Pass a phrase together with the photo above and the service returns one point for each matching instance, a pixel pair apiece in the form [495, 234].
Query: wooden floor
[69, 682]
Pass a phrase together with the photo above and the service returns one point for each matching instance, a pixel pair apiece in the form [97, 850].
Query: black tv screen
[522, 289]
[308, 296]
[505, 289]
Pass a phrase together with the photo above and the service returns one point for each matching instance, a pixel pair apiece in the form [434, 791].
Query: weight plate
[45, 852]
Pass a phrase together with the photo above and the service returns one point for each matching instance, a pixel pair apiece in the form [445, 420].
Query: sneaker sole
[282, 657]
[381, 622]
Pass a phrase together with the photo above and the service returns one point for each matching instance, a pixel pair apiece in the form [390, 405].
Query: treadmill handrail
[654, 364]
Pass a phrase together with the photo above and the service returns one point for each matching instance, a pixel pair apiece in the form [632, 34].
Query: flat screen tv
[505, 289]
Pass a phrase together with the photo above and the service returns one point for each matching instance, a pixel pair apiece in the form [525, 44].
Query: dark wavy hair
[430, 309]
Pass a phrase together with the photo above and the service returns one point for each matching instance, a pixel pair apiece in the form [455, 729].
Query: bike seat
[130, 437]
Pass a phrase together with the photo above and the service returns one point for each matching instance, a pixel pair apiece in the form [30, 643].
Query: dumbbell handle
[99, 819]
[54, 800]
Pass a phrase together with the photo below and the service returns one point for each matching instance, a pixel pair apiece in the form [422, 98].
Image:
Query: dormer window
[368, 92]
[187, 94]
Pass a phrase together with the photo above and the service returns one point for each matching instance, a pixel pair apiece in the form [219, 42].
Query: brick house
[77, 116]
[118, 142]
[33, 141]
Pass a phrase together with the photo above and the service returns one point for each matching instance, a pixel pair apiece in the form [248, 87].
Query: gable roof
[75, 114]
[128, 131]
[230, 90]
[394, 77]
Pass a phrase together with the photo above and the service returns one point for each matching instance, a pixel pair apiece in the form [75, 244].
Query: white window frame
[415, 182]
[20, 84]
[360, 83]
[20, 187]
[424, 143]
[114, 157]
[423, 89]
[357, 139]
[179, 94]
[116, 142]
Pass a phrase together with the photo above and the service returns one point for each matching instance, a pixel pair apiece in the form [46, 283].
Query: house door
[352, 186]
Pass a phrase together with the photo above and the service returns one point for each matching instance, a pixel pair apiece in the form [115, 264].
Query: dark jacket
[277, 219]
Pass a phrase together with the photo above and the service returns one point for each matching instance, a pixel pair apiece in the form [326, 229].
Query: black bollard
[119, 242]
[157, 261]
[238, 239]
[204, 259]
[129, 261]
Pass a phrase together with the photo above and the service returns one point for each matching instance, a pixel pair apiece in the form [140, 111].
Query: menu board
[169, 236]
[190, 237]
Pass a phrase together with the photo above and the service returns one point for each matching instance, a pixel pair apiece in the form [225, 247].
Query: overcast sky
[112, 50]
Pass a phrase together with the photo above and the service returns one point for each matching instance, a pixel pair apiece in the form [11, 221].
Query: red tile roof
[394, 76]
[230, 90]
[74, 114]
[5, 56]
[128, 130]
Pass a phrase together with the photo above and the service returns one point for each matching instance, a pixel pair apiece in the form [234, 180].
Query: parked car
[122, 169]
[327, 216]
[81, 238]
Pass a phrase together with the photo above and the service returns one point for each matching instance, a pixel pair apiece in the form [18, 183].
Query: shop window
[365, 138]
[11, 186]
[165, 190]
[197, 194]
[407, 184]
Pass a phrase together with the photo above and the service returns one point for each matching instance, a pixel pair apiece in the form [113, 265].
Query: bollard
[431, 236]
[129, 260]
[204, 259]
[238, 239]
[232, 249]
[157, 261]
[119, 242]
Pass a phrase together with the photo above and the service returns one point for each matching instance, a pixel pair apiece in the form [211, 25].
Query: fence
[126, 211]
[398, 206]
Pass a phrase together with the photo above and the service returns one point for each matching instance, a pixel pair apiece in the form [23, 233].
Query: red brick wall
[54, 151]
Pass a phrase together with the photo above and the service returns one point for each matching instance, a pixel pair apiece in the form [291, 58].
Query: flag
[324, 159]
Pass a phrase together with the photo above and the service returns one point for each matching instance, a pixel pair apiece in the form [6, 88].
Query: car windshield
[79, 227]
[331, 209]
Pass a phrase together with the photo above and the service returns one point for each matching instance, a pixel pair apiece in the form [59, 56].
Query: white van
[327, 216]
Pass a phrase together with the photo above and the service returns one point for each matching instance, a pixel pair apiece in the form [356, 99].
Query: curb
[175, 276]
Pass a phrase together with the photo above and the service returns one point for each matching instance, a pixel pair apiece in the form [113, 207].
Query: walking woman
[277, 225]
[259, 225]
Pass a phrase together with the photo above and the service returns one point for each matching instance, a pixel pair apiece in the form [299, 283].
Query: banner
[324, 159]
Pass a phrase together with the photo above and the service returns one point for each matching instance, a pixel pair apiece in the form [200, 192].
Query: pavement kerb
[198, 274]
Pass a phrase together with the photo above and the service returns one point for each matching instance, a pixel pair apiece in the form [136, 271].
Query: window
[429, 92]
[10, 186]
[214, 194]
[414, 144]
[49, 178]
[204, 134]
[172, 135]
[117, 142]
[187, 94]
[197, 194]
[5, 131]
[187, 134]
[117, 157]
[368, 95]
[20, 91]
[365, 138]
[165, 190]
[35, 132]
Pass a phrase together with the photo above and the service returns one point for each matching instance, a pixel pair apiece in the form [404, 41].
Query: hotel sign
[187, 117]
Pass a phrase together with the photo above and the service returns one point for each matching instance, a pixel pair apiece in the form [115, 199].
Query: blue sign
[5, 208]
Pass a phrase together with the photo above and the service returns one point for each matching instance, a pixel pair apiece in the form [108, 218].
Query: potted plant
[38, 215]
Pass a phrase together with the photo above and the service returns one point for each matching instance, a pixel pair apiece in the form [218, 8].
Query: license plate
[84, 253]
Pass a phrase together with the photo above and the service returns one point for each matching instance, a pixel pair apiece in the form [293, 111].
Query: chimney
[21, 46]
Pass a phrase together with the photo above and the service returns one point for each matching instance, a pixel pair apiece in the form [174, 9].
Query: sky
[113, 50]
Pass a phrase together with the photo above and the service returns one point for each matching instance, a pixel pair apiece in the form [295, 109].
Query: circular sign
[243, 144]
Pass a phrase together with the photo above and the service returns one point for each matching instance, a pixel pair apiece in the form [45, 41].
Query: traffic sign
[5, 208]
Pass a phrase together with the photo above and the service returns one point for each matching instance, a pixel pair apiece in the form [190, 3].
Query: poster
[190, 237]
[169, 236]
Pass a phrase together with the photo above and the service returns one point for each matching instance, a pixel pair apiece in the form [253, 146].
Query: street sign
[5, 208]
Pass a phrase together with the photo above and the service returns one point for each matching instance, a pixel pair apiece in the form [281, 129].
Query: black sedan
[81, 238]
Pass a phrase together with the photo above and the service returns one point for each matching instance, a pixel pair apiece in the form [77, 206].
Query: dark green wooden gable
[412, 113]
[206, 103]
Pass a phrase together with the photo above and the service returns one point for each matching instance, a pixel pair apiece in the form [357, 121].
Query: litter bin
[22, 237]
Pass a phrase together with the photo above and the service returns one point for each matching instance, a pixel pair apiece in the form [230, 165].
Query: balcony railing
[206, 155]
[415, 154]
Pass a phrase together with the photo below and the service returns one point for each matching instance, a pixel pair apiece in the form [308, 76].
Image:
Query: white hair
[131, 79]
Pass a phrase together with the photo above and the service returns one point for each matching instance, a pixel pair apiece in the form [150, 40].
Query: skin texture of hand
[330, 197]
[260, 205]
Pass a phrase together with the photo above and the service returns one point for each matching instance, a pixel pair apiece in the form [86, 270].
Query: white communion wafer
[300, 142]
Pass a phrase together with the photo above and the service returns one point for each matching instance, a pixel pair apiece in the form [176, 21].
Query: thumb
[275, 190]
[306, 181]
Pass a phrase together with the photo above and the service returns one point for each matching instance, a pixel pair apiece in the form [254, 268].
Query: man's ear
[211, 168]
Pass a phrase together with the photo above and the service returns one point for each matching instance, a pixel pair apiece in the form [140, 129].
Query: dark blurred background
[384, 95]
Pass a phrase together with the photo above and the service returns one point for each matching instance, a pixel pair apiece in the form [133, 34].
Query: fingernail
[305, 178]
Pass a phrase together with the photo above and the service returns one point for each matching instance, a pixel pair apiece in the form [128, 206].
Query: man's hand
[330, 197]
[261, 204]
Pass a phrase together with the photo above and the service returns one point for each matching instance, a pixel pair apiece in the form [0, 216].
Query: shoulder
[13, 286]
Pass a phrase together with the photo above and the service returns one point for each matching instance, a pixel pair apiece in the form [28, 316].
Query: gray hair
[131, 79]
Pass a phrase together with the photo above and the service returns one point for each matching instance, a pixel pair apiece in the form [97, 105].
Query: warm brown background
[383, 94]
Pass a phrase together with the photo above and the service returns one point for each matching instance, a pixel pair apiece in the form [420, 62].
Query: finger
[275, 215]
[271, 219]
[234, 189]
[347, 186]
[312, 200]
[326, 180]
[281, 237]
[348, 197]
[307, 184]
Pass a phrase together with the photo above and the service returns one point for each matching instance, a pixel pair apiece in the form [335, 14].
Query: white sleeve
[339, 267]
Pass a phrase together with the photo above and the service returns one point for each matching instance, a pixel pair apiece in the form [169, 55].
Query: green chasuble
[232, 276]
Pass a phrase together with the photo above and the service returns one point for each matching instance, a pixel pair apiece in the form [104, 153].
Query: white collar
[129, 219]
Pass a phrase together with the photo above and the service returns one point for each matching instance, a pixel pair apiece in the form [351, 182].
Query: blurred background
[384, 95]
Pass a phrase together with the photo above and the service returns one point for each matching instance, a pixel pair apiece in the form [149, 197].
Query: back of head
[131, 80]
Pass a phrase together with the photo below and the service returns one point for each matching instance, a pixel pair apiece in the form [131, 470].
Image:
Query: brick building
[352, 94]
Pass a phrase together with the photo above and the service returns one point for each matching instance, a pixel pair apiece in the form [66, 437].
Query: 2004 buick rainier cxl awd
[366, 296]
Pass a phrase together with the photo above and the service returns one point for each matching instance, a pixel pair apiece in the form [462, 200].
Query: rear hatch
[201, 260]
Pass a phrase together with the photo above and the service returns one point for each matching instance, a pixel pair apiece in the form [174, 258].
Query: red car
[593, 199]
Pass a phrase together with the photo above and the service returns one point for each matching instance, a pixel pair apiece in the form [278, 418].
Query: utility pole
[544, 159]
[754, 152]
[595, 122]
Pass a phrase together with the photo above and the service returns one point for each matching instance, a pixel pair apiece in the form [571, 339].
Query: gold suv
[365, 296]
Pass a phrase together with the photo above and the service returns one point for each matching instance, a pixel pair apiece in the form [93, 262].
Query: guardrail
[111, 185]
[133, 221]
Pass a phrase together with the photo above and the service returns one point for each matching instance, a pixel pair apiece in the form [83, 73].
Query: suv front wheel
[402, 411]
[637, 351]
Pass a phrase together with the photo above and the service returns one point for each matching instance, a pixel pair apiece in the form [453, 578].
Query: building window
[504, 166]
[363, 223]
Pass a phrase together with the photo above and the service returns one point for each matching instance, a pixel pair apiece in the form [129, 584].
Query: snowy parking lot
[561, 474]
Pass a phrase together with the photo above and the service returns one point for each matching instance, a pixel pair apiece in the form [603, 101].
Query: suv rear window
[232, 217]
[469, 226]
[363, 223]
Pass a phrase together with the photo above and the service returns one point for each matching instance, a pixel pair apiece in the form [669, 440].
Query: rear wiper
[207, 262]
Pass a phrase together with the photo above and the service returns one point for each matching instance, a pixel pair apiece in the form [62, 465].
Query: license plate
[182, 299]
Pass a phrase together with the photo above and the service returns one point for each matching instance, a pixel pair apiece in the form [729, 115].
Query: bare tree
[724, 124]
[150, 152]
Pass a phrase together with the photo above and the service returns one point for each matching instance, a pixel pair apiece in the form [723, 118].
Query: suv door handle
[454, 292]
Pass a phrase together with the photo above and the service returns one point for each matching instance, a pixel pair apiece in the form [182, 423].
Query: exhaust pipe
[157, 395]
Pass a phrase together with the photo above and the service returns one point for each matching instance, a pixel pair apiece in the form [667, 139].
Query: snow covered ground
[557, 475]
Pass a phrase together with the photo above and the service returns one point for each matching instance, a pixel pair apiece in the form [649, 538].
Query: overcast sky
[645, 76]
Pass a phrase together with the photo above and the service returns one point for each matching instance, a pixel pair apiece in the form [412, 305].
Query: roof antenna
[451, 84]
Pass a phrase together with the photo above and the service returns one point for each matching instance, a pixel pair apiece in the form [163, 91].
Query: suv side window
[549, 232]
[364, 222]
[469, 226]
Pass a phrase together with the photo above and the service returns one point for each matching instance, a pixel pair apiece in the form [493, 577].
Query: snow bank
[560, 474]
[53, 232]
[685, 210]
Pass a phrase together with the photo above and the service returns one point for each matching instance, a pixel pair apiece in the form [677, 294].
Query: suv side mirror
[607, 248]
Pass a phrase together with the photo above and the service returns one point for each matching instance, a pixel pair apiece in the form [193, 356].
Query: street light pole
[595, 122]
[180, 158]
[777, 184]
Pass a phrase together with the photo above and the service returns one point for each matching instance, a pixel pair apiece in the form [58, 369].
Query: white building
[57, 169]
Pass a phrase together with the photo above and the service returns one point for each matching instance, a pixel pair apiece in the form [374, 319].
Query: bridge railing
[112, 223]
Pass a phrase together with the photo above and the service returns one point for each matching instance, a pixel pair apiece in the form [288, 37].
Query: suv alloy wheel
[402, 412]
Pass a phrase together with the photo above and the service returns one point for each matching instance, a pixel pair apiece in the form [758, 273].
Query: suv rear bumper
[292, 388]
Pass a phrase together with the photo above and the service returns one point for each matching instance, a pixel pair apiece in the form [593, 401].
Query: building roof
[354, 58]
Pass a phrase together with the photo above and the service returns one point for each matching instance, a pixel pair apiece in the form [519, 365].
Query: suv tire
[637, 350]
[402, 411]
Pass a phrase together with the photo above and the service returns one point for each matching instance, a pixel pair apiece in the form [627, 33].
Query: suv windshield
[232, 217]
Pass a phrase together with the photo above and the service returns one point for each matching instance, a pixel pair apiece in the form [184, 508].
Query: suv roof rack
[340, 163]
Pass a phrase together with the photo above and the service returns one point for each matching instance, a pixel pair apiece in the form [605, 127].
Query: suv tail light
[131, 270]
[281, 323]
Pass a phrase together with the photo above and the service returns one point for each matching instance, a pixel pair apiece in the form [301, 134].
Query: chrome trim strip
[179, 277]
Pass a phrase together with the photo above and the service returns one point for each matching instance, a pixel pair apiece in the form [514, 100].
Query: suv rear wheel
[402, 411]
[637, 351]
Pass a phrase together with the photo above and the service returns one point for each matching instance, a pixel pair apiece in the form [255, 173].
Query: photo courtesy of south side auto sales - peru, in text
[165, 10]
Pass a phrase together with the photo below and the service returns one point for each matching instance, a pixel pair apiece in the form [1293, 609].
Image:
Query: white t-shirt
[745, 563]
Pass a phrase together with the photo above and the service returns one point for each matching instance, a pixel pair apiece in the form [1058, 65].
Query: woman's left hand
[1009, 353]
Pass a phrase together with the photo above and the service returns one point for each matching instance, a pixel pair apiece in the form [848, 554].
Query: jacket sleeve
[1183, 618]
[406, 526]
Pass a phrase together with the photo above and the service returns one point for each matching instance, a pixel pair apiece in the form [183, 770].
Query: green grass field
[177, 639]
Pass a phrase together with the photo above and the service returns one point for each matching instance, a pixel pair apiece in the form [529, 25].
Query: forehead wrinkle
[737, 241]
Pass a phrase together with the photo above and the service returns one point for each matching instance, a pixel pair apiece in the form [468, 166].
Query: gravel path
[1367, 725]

******************************

Task prompt: All lines from the one with "form [605, 127]." through the final line above are to be quoted exactly; quote no other line.

Solution to this exercise:
Pass a phrase together with the photo above and the service returns one point for each matching instance, a pixel pair apiece in the form [605, 127].
Query: suv tail light
[131, 270]
[281, 323]
Pass a phrase together with the photo above and the service returns one point for each matching instance, a pixel pair apiece in the form [301, 134].
Query: chrome trim strip
[179, 277]
Pass a phrase together with the photo above and the service returns one point for each matching instance, a pixel pair apiece in the form [514, 100].
Query: suv rear wheel
[402, 411]
[637, 351]
Pass a phrase together with the photo above and the service returns one point for each matching instance, a pixel pair apiece in the form [255, 173].
Query: photo courtesy of south side auto sales - peru, in text
[165, 10]
Pass a phrase together with the photo below and the service returns one point for each matching instance, a pixel pair apiece in the form [1293, 609].
Image:
Query: white t-shirt
[745, 563]
Pass a phrase together with the photo above and the service returns one point for each matching instance, a pixel pair apiece in the form [1058, 65].
Query: woman's left hand
[1009, 353]
Pass a phrase together with the photo above and the service returns one point for each matching instance, a pixel pair apiece in the form [848, 554].
Query: jacket sleeve
[1183, 618]
[406, 526]
Pass a phrase together with the photo above and the service returns one point for each matching instance, a pixel pair apiece in the form [183, 770].
Query: green grass field
[177, 639]
Pass a phrase together with the photo above and the service returns one point for each matching instance, a pixel pair apiece in the form [529, 25].
Query: forehead wrinkle
[737, 241]
Pass a phrase together with the photo above and the service returns one point for each matching instance, a pixel pair apiece in the form [468, 166].
Query: gravel path
[1367, 725]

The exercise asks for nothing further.